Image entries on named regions
━━━

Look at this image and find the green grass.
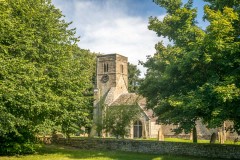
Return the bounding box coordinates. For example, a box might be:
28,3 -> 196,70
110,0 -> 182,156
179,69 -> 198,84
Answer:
0,145 -> 213,160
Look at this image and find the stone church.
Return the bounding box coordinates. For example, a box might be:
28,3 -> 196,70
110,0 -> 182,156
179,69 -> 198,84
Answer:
91,54 -> 238,139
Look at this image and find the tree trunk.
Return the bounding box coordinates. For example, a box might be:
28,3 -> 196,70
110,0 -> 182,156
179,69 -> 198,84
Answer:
192,126 -> 197,143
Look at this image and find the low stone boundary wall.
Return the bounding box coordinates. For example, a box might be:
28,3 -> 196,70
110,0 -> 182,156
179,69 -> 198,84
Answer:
57,138 -> 240,159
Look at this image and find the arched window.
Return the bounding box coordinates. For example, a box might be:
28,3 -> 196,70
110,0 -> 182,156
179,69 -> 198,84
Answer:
121,64 -> 123,73
133,121 -> 142,138
103,63 -> 108,72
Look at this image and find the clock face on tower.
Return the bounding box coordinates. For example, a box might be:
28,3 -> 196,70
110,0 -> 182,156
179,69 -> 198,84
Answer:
101,74 -> 109,83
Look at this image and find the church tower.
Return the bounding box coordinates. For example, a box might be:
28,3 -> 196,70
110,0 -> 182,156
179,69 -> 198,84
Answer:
91,54 -> 128,136
95,54 -> 128,104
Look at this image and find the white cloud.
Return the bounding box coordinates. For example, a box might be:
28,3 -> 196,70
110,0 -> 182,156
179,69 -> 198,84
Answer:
54,0 -> 168,76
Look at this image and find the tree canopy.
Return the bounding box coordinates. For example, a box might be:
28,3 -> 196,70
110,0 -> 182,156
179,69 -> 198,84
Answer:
0,0 -> 95,154
139,0 -> 240,139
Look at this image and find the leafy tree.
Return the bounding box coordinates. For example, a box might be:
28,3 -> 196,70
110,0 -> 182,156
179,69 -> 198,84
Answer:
140,0 -> 240,142
0,0 -> 94,154
128,63 -> 141,93
103,105 -> 140,138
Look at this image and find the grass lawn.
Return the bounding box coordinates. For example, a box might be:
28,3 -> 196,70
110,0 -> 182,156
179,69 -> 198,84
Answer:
0,145 -> 214,160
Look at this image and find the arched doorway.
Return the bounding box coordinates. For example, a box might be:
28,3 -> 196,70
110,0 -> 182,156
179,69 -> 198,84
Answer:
133,121 -> 142,138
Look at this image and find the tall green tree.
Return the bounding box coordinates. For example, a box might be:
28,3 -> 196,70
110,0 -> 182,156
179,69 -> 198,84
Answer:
140,0 -> 240,142
0,0 -> 94,154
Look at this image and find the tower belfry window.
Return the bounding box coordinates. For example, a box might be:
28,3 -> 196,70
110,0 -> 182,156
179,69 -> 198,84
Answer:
103,63 -> 108,72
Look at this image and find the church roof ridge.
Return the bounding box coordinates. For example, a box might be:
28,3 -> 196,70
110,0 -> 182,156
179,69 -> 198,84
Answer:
97,53 -> 128,58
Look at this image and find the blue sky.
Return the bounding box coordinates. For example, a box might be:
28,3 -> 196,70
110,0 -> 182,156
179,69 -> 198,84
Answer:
52,0 -> 207,73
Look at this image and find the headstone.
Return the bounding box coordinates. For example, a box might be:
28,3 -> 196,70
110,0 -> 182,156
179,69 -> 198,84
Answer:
158,125 -> 164,141
210,132 -> 217,144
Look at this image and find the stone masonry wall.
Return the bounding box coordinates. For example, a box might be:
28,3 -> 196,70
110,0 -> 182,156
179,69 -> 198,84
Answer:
57,139 -> 240,159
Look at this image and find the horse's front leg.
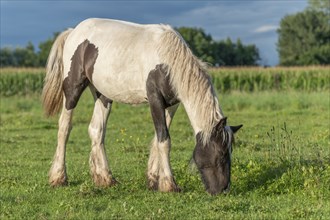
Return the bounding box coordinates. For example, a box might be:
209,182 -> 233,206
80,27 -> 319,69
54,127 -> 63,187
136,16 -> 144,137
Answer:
148,99 -> 180,192
88,92 -> 116,186
49,102 -> 73,186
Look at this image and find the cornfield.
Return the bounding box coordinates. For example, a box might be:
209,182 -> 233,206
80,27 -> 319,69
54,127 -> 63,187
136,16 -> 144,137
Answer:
0,67 -> 330,96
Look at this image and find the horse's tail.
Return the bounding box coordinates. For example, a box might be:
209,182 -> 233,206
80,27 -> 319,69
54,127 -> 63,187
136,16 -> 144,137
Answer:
42,29 -> 72,116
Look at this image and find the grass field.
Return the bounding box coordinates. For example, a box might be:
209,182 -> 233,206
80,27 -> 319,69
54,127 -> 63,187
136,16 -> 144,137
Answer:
0,68 -> 330,219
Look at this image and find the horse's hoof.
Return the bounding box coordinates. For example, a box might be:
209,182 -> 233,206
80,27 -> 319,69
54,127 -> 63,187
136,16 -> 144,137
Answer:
49,175 -> 68,187
158,177 -> 181,192
148,175 -> 159,191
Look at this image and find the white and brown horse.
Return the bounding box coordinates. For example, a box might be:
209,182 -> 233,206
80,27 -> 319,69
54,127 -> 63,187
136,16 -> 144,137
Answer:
43,18 -> 241,194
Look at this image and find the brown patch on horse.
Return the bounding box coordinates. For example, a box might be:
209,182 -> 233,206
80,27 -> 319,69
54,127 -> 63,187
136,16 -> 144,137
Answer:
63,40 -> 98,110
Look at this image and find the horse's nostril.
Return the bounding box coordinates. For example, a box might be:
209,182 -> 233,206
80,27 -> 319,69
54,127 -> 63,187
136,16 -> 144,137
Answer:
223,183 -> 230,194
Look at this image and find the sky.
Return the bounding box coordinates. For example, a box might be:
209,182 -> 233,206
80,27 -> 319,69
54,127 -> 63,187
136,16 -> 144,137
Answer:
0,0 -> 308,66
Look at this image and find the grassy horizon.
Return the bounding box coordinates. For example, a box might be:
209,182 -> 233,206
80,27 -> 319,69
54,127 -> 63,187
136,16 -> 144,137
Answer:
0,91 -> 330,219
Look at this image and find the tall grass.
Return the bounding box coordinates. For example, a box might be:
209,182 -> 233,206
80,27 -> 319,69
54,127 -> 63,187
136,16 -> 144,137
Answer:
0,66 -> 330,96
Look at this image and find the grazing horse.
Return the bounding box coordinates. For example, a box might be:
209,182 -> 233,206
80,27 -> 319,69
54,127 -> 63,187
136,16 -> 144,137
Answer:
43,18 -> 242,195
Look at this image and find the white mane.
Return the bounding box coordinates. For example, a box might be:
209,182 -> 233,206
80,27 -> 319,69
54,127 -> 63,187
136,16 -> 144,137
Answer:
157,26 -> 224,143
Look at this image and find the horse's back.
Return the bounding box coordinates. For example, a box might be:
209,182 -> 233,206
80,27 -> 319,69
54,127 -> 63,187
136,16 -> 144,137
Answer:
63,18 -> 168,104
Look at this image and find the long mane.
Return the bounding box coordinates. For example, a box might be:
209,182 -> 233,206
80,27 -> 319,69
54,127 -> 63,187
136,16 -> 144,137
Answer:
157,26 -> 223,143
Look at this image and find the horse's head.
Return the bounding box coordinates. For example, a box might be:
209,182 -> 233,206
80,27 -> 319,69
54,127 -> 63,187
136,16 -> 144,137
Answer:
193,118 -> 243,195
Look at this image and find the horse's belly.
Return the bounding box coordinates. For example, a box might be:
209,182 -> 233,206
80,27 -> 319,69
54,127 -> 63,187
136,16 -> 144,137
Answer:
93,71 -> 147,104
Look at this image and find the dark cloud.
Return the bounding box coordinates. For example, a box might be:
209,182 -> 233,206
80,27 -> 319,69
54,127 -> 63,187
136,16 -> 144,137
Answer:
0,0 -> 307,65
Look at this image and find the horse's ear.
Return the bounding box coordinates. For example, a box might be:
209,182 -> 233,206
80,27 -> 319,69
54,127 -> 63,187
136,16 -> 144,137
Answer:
230,125 -> 243,133
216,117 -> 227,131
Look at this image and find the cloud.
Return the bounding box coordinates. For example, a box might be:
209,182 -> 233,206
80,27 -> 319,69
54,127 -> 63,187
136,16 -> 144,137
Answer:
253,25 -> 278,33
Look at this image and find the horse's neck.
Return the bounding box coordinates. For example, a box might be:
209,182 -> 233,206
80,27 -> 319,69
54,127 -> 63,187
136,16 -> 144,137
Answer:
181,84 -> 224,135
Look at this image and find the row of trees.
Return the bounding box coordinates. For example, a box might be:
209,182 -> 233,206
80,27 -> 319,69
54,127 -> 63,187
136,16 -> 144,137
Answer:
0,27 -> 260,67
277,0 -> 330,66
0,0 -> 330,67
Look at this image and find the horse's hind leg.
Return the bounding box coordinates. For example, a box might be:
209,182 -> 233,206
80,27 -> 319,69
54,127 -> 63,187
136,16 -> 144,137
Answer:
49,100 -> 73,186
88,86 -> 116,186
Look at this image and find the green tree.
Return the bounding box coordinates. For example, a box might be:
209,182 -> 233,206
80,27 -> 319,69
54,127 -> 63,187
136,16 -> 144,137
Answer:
277,0 -> 330,66
0,47 -> 15,67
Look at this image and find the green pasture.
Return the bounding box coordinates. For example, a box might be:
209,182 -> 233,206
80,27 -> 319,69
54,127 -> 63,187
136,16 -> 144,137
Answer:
0,70 -> 330,219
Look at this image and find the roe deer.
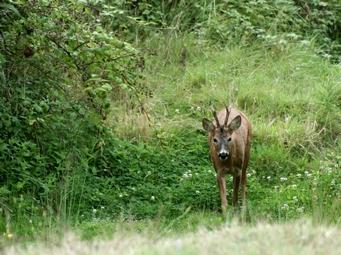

━━━

- **REQUIRED TASK**:
Present the lines from the beginning through the line containing "103,105 -> 140,138" as a Markdown table with the columns Row and Text, giving each line a row number and skipping blank lines. Leave the pictures out of the table.

- **IN RESPONSE**:
| Row | Text |
|---|---|
| 1 | Look at this image and find the green grass. |
| 2 | Return the bounding box coordinates. For example, a box might be: |
| 3 | 28,3 -> 196,70 |
| 4 | 110,0 -> 182,156 |
| 5 | 179,69 -> 198,84 |
| 6 | Answer: |
| 7 | 0,145 -> 213,160 |
| 8 | Look at this image and find the stone church. |
| 9 | Return the bounding box coordinates. For example, a box might be: |
| 10 | 28,3 -> 196,70 |
| 11 | 110,0 -> 182,156 |
| 12 | 179,69 -> 198,84 |
| 13 | Answer: |
| 14 | 91,54 -> 238,139 |
| 15 | Look at this image and find the tree trunk. |
| 16 | Return the bounding box coordinates. For example, a box might be: |
| 17 | 28,3 -> 196,70 |
| 18 | 110,0 -> 182,156 |
| 19 | 179,69 -> 198,84 |
| 20 | Answer: |
| 21 | 192,126 -> 197,143 |
| 22 | Look at this image and find the low stone boundary wall. |
| 23 | Return the bounding box coordinates. For example, a box might be: |
| 24 | 28,3 -> 196,70 |
| 25 | 110,0 -> 182,156 |
| 26 | 179,69 -> 198,84 |
| 27 | Answer: |
| 28 | 57,138 -> 240,159 |
| 29 | Look at this image and find the arched window. |
| 30 | Return the bounding box coordinates. For example, a box might be: |
| 31 | 28,3 -> 196,70 |
| 32 | 110,0 -> 182,156 |
| 33 | 179,69 -> 198,84 |
| 34 | Answer: |
| 35 | 121,64 -> 123,73 |
| 36 | 133,121 -> 142,138 |
| 37 | 103,63 -> 108,72 |
| 38 | Look at this image and find the clock face on tower. |
| 39 | Return the bounding box coordinates. For example, a box might be: |
| 40 | 28,3 -> 196,70 |
| 41 | 110,0 -> 182,156 |
| 42 | 179,69 -> 198,84 |
| 43 | Answer: |
| 44 | 101,74 -> 109,83 |
| 45 | Look at this image and find the church tower. |
| 46 | Return the bounding box coordinates. For example, a box might be: |
| 47 | 28,3 -> 196,70 |
| 48 | 110,0 -> 182,156 |
| 49 | 179,69 -> 198,84 |
| 50 | Answer: |
| 51 | 91,54 -> 128,136 |
| 52 | 95,54 -> 128,104 |
| 53 | Look at this image and find the white cloud. |
| 54 | Return the bounding box coordinates. For example, a box might be: |
| 55 | 28,3 -> 196,70 |
| 56 | 110,0 -> 182,156 |
| 57 | 179,69 -> 198,84 |
| 58 | Answer: |
| 59 | 54,0 -> 168,76 |
| 60 | Look at this image and find the tree canopy. |
| 61 | Return the bounding box coordinates. For example, a box might be: |
| 62 | 28,3 -> 196,70 |
| 63 | 110,0 -> 182,156 |
| 64 | 179,69 -> 198,84 |
| 65 | Answer: |
| 66 | 0,0 -> 95,154 |
| 67 | 139,0 -> 240,139 |
| 68 | Look at this image and find the leafy tree. |
| 69 | Return the bounding box coordinates. For example, a box might be: |
| 70 | 28,3 -> 196,70 |
| 71 | 110,0 -> 182,156 |
| 72 | 179,69 -> 198,84 |
| 73 | Answer: |
| 74 | 140,0 -> 240,142 |
| 75 | 0,0 -> 94,154 |
| 76 | 128,63 -> 141,93 |
| 77 | 103,105 -> 140,138 |